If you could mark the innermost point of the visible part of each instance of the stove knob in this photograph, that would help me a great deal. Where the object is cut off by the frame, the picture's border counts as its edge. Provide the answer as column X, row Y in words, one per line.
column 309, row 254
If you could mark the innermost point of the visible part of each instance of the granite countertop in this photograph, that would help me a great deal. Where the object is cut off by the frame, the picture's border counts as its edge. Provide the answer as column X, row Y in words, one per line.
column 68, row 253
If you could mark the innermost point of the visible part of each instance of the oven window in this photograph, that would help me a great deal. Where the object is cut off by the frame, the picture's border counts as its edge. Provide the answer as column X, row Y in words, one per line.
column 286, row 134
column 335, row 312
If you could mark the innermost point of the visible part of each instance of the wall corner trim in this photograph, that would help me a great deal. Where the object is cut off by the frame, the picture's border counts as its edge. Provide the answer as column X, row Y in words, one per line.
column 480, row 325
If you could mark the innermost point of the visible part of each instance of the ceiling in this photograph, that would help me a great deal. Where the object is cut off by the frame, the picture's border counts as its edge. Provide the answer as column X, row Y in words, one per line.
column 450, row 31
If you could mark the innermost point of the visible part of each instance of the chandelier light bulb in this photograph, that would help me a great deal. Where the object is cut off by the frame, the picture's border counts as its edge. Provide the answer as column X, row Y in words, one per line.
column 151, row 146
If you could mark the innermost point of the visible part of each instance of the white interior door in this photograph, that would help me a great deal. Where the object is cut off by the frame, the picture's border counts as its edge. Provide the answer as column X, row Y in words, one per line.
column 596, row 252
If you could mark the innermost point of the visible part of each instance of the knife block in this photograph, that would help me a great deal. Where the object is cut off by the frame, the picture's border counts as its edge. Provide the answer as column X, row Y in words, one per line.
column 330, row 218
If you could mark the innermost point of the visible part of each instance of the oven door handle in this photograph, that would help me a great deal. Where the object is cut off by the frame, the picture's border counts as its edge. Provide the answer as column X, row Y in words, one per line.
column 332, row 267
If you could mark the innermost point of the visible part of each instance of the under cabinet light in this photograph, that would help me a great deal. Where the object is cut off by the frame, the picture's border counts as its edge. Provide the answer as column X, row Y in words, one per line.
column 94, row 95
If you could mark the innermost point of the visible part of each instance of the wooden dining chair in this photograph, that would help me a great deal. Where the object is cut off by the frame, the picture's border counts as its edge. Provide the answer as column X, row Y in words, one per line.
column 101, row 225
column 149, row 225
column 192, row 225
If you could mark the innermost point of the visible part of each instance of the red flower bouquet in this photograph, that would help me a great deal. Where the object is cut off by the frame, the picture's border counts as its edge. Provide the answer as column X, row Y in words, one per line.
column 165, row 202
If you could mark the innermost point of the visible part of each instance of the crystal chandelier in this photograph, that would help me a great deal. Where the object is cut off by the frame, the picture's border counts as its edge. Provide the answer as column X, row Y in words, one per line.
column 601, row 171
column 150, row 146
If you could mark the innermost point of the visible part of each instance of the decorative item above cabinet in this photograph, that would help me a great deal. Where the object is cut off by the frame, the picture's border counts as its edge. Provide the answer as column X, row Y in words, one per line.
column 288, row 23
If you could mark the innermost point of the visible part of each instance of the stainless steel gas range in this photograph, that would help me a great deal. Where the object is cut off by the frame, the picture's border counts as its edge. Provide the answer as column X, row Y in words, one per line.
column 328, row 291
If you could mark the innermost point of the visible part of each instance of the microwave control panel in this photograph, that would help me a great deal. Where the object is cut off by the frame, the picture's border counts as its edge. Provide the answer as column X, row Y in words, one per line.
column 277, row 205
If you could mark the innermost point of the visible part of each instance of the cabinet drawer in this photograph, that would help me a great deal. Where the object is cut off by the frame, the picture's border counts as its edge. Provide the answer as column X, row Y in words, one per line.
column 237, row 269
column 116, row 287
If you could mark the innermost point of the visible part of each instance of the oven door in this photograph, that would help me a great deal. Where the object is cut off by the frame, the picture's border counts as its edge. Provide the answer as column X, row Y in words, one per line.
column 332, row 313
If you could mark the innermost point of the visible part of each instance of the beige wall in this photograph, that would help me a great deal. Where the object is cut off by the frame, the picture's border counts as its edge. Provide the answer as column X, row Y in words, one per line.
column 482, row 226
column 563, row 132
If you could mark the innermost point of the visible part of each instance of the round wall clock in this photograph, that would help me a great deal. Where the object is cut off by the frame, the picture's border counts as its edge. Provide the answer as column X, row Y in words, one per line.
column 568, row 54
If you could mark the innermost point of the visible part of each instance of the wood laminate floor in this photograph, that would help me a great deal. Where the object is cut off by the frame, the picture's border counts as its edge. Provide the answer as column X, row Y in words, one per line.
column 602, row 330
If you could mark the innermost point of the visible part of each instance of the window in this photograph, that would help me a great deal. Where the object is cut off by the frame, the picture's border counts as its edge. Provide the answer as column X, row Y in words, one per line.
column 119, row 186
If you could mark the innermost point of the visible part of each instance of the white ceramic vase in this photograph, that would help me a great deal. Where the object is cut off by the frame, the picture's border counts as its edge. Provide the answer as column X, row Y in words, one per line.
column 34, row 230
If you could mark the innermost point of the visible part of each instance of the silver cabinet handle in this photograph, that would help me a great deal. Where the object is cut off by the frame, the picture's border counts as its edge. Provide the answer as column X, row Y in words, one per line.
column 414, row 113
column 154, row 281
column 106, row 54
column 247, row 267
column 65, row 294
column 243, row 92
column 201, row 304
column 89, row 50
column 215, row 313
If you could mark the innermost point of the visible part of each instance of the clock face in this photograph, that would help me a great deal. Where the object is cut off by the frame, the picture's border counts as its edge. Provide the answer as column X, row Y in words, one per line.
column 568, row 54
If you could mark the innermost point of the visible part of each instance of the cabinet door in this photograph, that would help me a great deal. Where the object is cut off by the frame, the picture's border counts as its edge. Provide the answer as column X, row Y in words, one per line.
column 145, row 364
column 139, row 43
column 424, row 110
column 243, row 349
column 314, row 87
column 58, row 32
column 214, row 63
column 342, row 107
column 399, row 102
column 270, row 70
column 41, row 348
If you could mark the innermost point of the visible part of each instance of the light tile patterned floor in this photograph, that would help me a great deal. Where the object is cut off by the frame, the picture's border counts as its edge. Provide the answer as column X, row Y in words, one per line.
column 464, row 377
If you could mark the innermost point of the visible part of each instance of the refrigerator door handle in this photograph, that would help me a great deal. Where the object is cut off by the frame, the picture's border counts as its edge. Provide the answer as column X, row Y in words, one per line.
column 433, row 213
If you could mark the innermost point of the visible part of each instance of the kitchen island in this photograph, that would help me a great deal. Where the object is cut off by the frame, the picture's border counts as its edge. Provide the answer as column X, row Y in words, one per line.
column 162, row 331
··········
▸ **YOUR GOAL**:
Reproduce without changes the lines above from the one containing "of the clock" through the one containing "column 41, row 348", including both of those lines.

▸ **ANSWER TO THE PROBLEM**:
If you could mark the innermost point of the visible part of each instance of the clock face in this photograph, that would help me a great deal. Where the object is cut off by the frame, the picture's border counts as its edge. Provide the answer as column X, row Y in words, one per line.
column 568, row 54
If you could mark the innermost point of the visible part of each instance of the cabinet door in this photograph, that would help me a great deal. Where the object is cut off by the frame, the picture's border counts as its edge. Provide the answer as column X, row Y in words, one per line.
column 145, row 364
column 139, row 43
column 424, row 110
column 243, row 349
column 314, row 87
column 58, row 32
column 214, row 63
column 342, row 107
column 399, row 102
column 270, row 70
column 41, row 348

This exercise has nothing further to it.